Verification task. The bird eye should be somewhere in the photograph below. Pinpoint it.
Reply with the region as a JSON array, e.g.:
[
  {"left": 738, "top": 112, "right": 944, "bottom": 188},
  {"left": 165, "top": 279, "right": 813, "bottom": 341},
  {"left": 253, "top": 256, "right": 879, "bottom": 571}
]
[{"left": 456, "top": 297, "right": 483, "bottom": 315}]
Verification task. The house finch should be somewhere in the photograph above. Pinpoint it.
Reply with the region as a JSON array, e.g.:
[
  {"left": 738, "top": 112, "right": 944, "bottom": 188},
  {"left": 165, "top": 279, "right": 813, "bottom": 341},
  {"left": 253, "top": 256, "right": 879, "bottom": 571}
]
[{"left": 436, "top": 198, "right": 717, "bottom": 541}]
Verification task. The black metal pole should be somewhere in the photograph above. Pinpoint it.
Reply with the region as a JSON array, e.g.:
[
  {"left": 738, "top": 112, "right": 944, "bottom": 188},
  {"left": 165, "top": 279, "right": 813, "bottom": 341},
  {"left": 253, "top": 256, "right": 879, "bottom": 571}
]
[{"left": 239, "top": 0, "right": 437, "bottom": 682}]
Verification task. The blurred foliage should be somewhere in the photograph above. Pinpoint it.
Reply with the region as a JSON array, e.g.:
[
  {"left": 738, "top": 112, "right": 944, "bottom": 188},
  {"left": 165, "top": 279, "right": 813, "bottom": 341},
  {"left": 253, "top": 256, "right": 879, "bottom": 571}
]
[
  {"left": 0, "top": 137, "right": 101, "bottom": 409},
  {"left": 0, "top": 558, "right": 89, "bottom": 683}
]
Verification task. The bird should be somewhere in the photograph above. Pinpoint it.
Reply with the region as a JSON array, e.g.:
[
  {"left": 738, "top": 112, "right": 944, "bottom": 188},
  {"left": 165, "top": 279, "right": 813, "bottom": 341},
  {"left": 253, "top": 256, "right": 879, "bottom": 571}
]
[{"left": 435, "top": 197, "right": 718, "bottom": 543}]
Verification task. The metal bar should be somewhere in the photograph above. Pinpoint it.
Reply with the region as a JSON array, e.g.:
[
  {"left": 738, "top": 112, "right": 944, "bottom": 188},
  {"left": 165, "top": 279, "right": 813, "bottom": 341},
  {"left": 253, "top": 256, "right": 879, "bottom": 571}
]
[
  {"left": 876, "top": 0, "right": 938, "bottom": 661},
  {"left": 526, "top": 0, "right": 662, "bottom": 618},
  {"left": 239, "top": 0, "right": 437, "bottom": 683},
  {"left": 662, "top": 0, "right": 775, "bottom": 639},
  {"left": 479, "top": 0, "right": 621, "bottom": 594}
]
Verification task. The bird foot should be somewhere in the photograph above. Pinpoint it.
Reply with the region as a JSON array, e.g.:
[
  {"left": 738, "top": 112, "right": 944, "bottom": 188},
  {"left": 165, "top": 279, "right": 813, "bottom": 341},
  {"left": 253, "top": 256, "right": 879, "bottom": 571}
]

= = =

CHALLENGE: Copy out all the records above, swapping each "photograph" for "image" and leaving every other character untouched.

EXPECTED ANSWER:
Verification task. The bird eye should be somewhere in the image below. Pinpoint it.
Reply with the region as a JSON array, e.g.:
[
  {"left": 738, "top": 112, "right": 944, "bottom": 188},
  {"left": 165, "top": 279, "right": 813, "bottom": 341},
  {"left": 253, "top": 256, "right": 879, "bottom": 571}
]
[{"left": 456, "top": 297, "right": 483, "bottom": 315}]
Verification task. The house finch should be somewhere in the image above. Pinpoint it.
Reply with the region as a JSON array, e.g.:
[
  {"left": 738, "top": 112, "right": 944, "bottom": 188},
  {"left": 165, "top": 279, "right": 813, "bottom": 341},
  {"left": 253, "top": 256, "right": 879, "bottom": 571}
]
[{"left": 436, "top": 198, "right": 717, "bottom": 541}]
Verification task. The black metal pole should be somewhere in the image above. Pinpoint it.
Reply with the region as a JSON array, e.g.:
[
  {"left": 738, "top": 112, "right": 944, "bottom": 188},
  {"left": 165, "top": 279, "right": 813, "bottom": 341},
  {"left": 253, "top": 256, "right": 879, "bottom": 571}
]
[{"left": 239, "top": 0, "right": 437, "bottom": 682}]
Verification task. The blurred foliage should be somewhere in the image above. Pinpoint it.
Reply with the region as a JSON array, e.g.:
[
  {"left": 738, "top": 112, "right": 944, "bottom": 188},
  {"left": 165, "top": 279, "right": 813, "bottom": 341},
  {"left": 253, "top": 256, "right": 879, "bottom": 571}
]
[
  {"left": 0, "top": 137, "right": 101, "bottom": 409},
  {"left": 0, "top": 558, "right": 89, "bottom": 683}
]
Verification task. The bird should be somewhere in the image above. Pinpoint it.
Reply with the region as a JSON array, e.g.:
[
  {"left": 738, "top": 112, "right": 944, "bottom": 188},
  {"left": 165, "top": 279, "right": 813, "bottom": 341},
  {"left": 253, "top": 256, "right": 879, "bottom": 571}
]
[{"left": 435, "top": 197, "right": 718, "bottom": 543}]
Verification task. The metal bar should be somewhere in the image above. Pinpoint it.
Reply with the region as a JSON array, e.g.:
[
  {"left": 738, "top": 112, "right": 944, "bottom": 188},
  {"left": 165, "top": 279, "right": 813, "bottom": 341},
  {"left": 253, "top": 256, "right": 879, "bottom": 571}
]
[
  {"left": 876, "top": 0, "right": 938, "bottom": 661},
  {"left": 526, "top": 0, "right": 662, "bottom": 618},
  {"left": 239, "top": 0, "right": 437, "bottom": 683},
  {"left": 662, "top": 0, "right": 775, "bottom": 639},
  {"left": 479, "top": 0, "right": 621, "bottom": 594}
]
Verification task. The bird foot should be somewhere in the image above. Pinpoint it.
Reply with the region as a JSON array, e.g.:
[
  {"left": 738, "top": 112, "right": 944, "bottom": 188},
  {"left": 165, "top": 279, "right": 813, "bottom": 341},
  {"left": 253, "top": 256, "right": 879, "bottom": 571}
]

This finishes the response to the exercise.